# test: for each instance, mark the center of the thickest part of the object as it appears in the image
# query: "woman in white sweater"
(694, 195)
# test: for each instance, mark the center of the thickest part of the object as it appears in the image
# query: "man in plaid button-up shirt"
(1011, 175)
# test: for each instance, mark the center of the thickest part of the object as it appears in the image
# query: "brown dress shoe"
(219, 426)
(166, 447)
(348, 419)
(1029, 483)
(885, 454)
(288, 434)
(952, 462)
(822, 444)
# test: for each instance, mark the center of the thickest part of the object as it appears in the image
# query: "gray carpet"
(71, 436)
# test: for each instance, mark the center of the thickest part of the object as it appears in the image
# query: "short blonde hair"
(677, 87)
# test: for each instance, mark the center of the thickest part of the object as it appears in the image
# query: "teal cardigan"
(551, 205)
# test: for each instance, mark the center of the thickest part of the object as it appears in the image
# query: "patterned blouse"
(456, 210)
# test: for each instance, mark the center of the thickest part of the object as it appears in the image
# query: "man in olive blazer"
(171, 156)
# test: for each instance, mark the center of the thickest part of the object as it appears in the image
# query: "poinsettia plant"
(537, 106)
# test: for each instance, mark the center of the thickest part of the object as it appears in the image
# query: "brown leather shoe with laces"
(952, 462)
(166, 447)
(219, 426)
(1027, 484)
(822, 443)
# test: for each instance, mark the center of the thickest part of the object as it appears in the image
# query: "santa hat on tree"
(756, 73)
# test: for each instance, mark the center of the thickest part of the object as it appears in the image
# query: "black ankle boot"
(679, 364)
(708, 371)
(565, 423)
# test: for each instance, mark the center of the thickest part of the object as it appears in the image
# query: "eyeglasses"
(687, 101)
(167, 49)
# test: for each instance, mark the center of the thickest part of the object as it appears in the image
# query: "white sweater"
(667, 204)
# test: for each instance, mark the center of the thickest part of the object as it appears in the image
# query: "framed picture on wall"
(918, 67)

:::::

Extract each line from the listing above, please, and repeat it exactly.

§ TASK ANSWER:
# test: for each instance, mark the center of the thickest part of the object as it appears in the image
# query: "woman in white sweater"
(694, 195)
# test: for each instance, mark the center of the thickest part of the object as it appears in the image
# query: "man in plaid button-up shirt"
(1011, 175)
# test: for each instance, mark the center of the thickest part of the object as it appears in the image
# query: "brown dress shoe"
(219, 426)
(166, 447)
(348, 419)
(1029, 483)
(885, 454)
(288, 434)
(952, 462)
(822, 444)
# test: for each instance, mark the center of the thickest part of the object as it appears in the image
# query: "gray carpet"
(71, 436)
# test: for each instance, mark the center of the thickest part of the object as it appears in the image
# query: "short blonde hair"
(677, 87)
# test: for each instance, mark the center of the thickest part of the object as it appears in the image
# query: "teal cardigan"
(551, 205)
# test: for each instance, mark the center of the thickest part of the object as it appears in the image
# query: "patterned blouse"
(456, 210)
# test: for each instance, mark the center of the thickest part of the object as it appears in the image
# query: "man in olive blazer"
(171, 156)
# test: for each instance, mark the center of the thickest part of the object as it appears in the image
# query: "poinsettia plant"
(537, 106)
# test: for each instance, mark the center of the thickest part of the object as it appears in the image
# query: "brown leather shoe with laces"
(952, 462)
(166, 447)
(219, 426)
(1027, 484)
(822, 443)
# test: for each instance, mark the center of the thickest part of the object as it appears in the image
# query: "santa hat on tree"
(756, 73)
# test: for each instance, mark the center of the thickest part of the object as it appears in the image
# query: "black ankle boot"
(679, 364)
(708, 371)
(565, 423)
# test: for each instance, mark the center of the thickest part of the object as it appears in the image
# query: "eyeglasses"
(687, 101)
(167, 49)
# test: for each instance, mark the center of the thickest part of the object as it appears in the image
# query: "white sweater"
(667, 204)
# test: for each instance, mark the center of the thickest part of the object as it appears in the image
# query: "framed picture on wall"
(918, 67)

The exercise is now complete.